__Goal__
How many lines in the data below contain the word "plastic"? Give only the number.

__Record extracts__
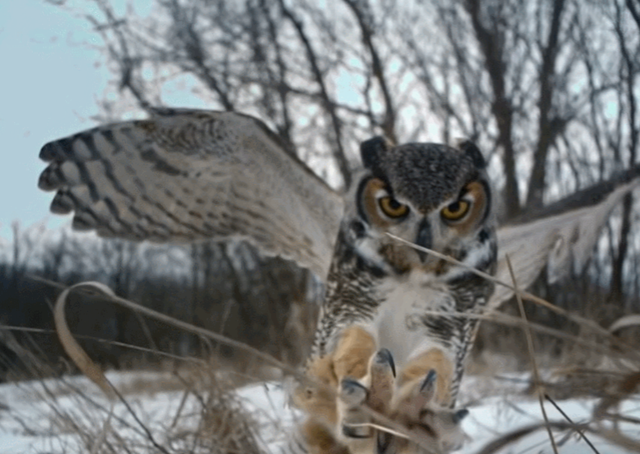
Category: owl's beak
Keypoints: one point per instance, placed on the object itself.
(424, 239)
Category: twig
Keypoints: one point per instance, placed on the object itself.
(584, 437)
(532, 354)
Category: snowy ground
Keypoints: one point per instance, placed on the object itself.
(29, 423)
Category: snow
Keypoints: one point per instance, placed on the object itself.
(35, 416)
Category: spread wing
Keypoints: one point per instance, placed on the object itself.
(190, 175)
(565, 237)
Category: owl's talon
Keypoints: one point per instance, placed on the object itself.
(384, 358)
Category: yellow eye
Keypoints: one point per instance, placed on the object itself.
(392, 208)
(456, 210)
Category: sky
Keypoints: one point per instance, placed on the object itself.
(50, 82)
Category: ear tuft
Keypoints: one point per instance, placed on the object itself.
(372, 149)
(472, 150)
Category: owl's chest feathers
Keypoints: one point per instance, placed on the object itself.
(406, 305)
(394, 308)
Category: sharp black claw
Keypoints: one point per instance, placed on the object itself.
(460, 415)
(384, 356)
(352, 389)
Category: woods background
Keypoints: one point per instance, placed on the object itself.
(548, 90)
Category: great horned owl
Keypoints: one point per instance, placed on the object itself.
(432, 195)
(189, 175)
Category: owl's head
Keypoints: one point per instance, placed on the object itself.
(433, 195)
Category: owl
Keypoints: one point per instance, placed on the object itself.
(189, 175)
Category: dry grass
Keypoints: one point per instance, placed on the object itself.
(209, 417)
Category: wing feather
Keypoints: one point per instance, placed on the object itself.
(559, 242)
(190, 175)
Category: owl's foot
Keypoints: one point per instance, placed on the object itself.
(356, 399)
(431, 428)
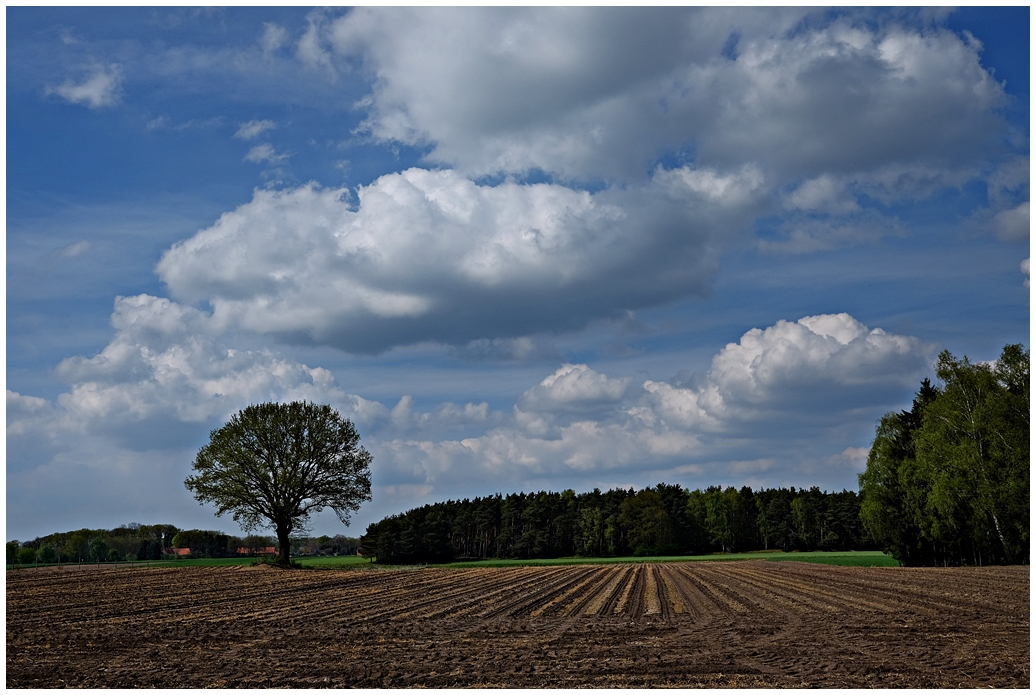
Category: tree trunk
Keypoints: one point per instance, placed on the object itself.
(285, 542)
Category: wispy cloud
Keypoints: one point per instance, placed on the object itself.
(101, 88)
(265, 152)
(254, 128)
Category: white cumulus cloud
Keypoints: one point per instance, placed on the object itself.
(432, 256)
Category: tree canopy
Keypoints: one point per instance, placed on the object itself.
(662, 520)
(277, 464)
(947, 482)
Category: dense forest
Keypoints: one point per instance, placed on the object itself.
(947, 482)
(662, 520)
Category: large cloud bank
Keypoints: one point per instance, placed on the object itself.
(692, 125)
(779, 395)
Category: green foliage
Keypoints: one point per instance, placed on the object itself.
(947, 483)
(276, 464)
(662, 520)
(206, 544)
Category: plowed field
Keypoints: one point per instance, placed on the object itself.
(749, 624)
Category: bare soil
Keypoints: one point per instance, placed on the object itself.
(752, 624)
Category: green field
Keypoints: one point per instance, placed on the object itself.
(853, 558)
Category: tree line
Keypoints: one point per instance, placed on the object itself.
(142, 542)
(947, 482)
(662, 520)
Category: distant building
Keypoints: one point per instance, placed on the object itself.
(268, 550)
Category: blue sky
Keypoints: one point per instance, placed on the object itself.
(521, 249)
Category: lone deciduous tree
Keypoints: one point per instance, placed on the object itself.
(275, 464)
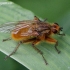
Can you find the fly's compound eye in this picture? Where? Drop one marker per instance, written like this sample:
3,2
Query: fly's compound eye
60,28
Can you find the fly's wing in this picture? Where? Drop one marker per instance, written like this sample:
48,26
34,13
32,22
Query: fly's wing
8,27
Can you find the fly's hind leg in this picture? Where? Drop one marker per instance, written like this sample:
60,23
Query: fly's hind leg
6,39
39,51
13,50
49,39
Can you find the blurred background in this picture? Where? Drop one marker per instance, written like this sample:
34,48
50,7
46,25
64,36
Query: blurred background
53,10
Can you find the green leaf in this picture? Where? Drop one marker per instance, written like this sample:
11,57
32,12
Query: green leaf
26,55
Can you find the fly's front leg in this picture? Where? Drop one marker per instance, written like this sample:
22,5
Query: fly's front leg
13,50
39,51
49,39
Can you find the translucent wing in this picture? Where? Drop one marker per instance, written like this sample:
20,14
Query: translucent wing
8,27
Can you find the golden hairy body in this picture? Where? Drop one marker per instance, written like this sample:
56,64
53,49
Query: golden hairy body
34,31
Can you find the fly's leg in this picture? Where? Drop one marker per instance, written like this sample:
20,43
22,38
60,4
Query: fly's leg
49,39
56,44
39,51
6,39
13,50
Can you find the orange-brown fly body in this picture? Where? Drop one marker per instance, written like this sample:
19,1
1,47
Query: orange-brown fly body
34,31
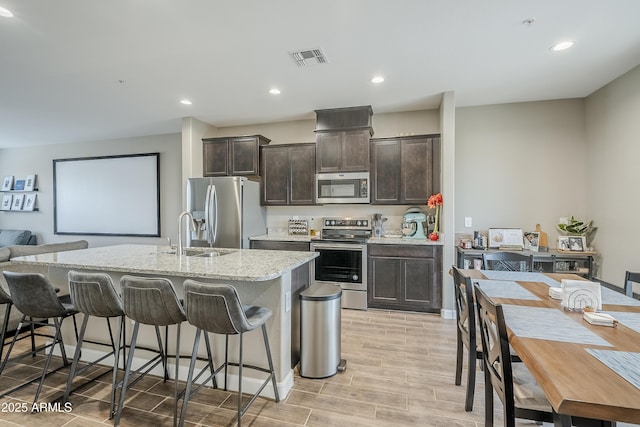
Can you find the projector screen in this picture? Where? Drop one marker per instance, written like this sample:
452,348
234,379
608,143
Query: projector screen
108,195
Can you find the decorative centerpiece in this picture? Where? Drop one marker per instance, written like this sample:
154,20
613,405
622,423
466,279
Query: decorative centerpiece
434,202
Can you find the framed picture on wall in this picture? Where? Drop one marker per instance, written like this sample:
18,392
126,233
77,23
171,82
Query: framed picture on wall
6,202
29,202
30,183
7,183
16,204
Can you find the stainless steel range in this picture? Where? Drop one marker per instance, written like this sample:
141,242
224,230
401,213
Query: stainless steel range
343,258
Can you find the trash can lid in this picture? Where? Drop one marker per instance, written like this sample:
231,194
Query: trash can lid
321,292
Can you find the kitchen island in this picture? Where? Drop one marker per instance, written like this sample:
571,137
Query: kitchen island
266,278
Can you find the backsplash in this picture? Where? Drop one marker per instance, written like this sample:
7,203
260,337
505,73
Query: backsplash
278,216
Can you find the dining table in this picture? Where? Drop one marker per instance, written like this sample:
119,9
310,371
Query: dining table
585,370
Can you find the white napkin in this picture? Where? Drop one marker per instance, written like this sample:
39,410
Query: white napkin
601,319
578,294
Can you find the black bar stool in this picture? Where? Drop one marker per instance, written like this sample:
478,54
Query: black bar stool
217,309
150,301
35,296
93,294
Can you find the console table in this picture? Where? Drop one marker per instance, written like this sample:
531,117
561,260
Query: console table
553,261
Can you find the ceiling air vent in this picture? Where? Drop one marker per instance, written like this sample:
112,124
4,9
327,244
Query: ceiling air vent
305,58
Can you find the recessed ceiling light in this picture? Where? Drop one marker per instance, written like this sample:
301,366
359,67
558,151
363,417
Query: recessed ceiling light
561,46
5,12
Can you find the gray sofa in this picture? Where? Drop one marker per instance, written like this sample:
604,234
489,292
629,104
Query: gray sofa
9,252
17,237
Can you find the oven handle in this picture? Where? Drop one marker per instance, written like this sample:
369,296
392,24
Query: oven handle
349,246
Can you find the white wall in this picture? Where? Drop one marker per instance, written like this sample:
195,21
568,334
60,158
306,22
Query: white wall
39,160
518,165
613,177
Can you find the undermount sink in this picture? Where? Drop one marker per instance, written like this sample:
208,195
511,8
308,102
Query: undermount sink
208,253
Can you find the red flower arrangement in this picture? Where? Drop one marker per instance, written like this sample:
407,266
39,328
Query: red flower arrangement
434,202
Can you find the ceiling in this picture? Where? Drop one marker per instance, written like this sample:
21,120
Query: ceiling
90,70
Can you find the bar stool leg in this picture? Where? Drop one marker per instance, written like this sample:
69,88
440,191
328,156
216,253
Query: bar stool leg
3,334
212,368
127,373
192,365
57,339
240,382
114,378
175,380
270,360
76,359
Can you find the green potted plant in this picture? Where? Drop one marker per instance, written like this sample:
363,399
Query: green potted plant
576,227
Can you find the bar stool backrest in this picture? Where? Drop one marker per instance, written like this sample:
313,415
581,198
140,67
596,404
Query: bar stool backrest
5,297
151,301
94,294
34,295
216,308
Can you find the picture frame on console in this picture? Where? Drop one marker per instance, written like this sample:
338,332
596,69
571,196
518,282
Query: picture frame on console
6,202
531,241
7,183
572,243
30,183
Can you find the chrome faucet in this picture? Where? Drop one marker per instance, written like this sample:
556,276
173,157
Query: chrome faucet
192,227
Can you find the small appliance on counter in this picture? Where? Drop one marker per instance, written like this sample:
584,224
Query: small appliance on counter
412,226
298,227
376,223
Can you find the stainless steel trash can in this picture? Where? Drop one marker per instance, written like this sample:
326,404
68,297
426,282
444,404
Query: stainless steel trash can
320,331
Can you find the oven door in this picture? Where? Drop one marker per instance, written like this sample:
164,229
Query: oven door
344,264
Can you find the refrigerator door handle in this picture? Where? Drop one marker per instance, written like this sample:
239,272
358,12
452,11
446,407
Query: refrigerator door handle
211,213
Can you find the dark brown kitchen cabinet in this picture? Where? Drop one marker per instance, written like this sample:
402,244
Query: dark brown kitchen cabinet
288,174
228,156
343,151
405,170
405,277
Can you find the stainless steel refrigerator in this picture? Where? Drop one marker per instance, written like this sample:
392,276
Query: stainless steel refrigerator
226,211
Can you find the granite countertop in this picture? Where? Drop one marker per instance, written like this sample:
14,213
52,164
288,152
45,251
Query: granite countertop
404,241
285,237
241,264
376,240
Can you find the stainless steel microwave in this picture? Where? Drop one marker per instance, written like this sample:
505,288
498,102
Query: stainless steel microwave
342,187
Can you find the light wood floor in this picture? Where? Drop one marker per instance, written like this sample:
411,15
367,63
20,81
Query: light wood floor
400,372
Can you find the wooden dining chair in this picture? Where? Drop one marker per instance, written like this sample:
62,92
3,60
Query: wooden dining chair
520,394
629,279
517,389
466,334
509,261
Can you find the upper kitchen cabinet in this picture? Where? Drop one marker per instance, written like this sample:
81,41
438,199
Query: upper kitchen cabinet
288,174
342,139
237,155
405,170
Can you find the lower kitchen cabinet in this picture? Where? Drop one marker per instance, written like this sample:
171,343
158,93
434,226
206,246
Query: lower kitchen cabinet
405,277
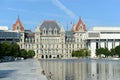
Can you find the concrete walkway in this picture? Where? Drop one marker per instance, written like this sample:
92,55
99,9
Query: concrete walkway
21,70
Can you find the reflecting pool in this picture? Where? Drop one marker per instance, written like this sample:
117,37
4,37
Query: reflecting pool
81,69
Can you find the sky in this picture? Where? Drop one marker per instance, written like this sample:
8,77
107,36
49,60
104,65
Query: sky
66,12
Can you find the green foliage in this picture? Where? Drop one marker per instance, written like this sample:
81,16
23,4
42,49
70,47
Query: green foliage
23,53
31,54
6,49
81,53
117,50
102,51
15,49
112,52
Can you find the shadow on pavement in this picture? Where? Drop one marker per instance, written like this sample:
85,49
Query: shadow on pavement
6,73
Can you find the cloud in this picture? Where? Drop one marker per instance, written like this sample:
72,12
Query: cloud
17,10
64,8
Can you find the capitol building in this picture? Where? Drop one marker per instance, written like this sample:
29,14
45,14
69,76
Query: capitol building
50,40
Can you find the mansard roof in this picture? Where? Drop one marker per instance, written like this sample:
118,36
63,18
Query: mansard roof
50,24
78,25
18,22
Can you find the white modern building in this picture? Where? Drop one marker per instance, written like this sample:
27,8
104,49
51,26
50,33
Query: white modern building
108,37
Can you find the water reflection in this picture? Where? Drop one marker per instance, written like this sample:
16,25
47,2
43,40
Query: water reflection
81,69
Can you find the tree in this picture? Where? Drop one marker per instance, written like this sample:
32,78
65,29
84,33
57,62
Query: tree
23,53
6,49
15,49
106,52
30,53
117,50
81,53
112,52
103,51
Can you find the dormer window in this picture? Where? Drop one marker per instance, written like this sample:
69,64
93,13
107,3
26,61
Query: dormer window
18,28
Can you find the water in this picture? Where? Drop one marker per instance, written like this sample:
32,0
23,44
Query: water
81,69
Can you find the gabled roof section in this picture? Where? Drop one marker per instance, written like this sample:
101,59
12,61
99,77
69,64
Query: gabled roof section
78,25
18,23
50,24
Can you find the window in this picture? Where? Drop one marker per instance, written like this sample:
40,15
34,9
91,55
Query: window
18,28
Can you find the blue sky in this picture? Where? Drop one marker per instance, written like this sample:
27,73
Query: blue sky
34,12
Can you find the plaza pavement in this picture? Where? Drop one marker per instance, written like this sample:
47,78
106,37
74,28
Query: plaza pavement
28,69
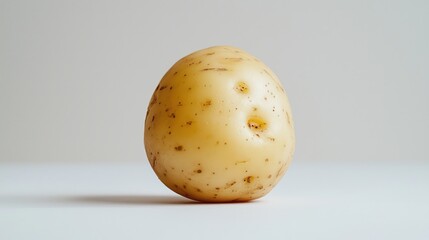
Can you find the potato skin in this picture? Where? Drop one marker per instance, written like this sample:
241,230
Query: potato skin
219,127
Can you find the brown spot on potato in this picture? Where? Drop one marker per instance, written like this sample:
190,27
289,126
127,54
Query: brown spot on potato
288,117
249,179
242,87
239,59
207,103
214,69
256,124
228,185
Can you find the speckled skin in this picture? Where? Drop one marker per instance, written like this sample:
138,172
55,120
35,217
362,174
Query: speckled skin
219,127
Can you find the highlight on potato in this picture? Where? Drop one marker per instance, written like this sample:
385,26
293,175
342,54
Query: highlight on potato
219,127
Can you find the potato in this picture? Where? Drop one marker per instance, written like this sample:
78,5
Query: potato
219,127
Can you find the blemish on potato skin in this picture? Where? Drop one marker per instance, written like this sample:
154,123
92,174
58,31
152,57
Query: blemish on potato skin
214,69
249,179
228,185
242,87
207,103
288,117
256,124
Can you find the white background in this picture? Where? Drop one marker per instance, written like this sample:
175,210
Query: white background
76,78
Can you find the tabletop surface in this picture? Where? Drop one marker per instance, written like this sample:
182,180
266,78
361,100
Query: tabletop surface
127,201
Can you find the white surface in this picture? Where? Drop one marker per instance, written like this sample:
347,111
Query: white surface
76,76
313,201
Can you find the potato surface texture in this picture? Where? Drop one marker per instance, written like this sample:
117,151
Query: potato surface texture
219,127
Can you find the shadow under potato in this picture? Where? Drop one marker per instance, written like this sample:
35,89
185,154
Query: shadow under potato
130,199
75,200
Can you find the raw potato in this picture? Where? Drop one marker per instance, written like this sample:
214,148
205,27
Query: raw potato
219,127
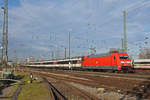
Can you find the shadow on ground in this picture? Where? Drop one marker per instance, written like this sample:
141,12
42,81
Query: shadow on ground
6,83
142,91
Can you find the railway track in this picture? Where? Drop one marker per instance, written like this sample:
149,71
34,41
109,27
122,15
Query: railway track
67,91
127,84
55,94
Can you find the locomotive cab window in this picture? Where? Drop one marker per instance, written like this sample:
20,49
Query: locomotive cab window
124,57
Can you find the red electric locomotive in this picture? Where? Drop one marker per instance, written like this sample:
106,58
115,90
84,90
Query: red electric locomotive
110,61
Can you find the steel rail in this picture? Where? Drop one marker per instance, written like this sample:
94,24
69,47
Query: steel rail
56,95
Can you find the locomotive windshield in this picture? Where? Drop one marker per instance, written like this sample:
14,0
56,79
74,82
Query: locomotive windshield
124,57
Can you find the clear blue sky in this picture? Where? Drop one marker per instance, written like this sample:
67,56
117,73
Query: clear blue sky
37,27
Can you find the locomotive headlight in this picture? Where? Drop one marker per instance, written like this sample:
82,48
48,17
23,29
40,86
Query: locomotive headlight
122,61
128,61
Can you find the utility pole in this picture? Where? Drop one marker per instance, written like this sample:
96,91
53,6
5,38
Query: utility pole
3,41
65,53
125,37
5,36
6,31
122,45
52,55
69,44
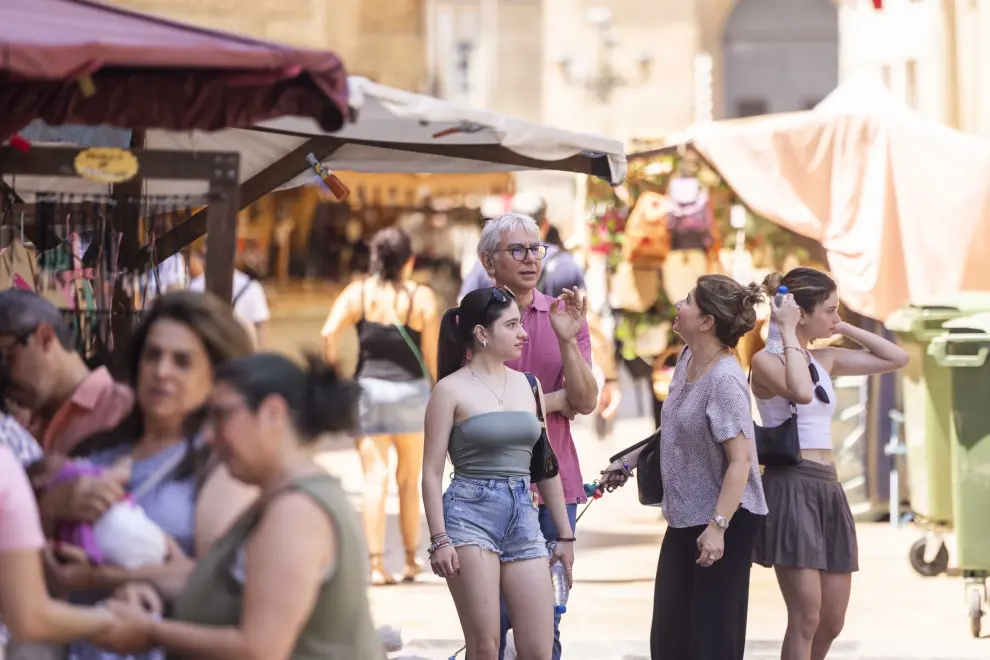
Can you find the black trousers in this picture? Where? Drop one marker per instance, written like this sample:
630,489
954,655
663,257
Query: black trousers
700,613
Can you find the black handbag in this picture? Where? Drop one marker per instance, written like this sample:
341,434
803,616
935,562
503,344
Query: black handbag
778,446
544,463
649,480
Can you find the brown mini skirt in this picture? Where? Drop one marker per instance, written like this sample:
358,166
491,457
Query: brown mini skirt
809,524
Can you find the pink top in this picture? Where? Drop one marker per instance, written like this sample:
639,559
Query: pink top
20,526
98,404
541,357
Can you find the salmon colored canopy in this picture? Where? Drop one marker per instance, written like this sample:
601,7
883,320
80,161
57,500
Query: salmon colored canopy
901,204
152,73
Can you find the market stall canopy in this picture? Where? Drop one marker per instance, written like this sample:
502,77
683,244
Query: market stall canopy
392,131
398,131
899,202
85,62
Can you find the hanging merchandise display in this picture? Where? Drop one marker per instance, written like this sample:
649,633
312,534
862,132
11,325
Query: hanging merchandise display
66,249
659,232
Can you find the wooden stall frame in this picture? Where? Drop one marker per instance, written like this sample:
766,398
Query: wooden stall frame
221,171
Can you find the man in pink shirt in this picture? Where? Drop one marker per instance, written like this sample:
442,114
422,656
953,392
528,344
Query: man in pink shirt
43,373
558,352
46,375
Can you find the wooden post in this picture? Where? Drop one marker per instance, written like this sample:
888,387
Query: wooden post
126,219
221,231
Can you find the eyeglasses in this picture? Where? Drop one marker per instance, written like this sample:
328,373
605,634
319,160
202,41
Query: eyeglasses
217,415
519,252
820,392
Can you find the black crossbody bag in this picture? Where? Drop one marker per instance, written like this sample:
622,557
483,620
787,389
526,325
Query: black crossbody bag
777,446
544,463
649,480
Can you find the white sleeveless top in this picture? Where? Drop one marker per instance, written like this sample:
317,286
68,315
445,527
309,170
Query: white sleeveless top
814,419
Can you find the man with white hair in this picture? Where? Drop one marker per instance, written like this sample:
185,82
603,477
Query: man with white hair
558,352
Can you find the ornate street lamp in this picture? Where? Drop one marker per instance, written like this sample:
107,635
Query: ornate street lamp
605,79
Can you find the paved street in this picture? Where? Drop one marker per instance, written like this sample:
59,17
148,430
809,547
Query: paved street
894,614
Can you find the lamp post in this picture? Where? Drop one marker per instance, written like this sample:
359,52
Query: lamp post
605,78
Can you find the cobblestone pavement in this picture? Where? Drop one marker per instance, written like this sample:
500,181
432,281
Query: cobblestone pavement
894,614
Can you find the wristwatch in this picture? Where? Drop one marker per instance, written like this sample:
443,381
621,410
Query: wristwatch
721,522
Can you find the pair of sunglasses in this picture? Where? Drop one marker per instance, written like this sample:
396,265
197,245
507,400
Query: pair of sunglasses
820,392
501,295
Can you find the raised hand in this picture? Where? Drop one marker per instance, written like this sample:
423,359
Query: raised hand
567,313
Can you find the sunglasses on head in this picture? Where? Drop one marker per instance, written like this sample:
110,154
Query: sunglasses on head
501,295
820,392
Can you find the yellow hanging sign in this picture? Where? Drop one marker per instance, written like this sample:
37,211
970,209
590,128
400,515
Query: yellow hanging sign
106,165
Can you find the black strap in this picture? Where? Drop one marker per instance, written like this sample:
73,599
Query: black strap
533,384
412,298
749,379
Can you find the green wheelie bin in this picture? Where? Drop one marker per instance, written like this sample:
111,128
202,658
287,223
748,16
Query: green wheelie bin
926,404
965,352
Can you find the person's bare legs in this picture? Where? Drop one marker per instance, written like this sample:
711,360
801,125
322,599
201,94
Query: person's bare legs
475,593
373,451
835,590
802,591
409,469
529,599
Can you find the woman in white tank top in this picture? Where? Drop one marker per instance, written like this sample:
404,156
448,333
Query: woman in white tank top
809,537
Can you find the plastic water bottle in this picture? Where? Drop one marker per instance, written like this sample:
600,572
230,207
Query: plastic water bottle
779,298
775,343
558,577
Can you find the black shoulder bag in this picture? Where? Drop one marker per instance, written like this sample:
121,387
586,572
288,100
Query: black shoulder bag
649,480
544,463
778,446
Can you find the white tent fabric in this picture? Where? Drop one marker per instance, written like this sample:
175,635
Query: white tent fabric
899,202
394,131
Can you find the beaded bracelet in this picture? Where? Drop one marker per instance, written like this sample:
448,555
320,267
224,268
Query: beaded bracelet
438,544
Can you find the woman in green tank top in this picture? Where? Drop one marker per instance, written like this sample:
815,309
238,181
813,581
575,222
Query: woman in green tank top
287,581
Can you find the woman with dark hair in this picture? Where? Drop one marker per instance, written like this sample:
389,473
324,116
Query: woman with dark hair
809,538
712,497
485,531
288,579
25,606
174,353
397,326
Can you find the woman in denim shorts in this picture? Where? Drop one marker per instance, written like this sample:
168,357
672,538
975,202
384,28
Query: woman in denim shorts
485,531
397,325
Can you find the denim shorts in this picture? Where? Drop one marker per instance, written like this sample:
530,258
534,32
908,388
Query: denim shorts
392,408
496,515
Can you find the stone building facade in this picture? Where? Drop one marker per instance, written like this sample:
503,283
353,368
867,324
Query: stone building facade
381,39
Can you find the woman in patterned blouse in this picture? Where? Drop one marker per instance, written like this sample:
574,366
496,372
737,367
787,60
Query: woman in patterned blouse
710,479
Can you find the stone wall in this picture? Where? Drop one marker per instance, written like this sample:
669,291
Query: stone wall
381,39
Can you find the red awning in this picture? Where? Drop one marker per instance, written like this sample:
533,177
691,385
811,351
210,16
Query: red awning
152,73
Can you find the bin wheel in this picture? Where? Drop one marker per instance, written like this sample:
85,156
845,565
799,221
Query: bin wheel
975,599
928,568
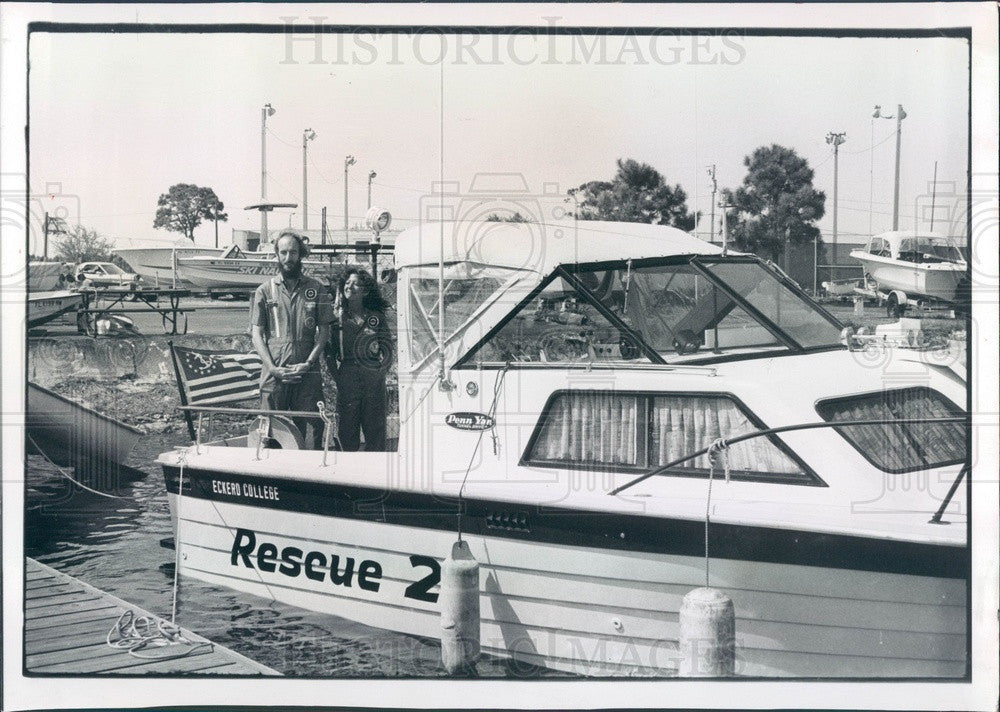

__Final answer__
2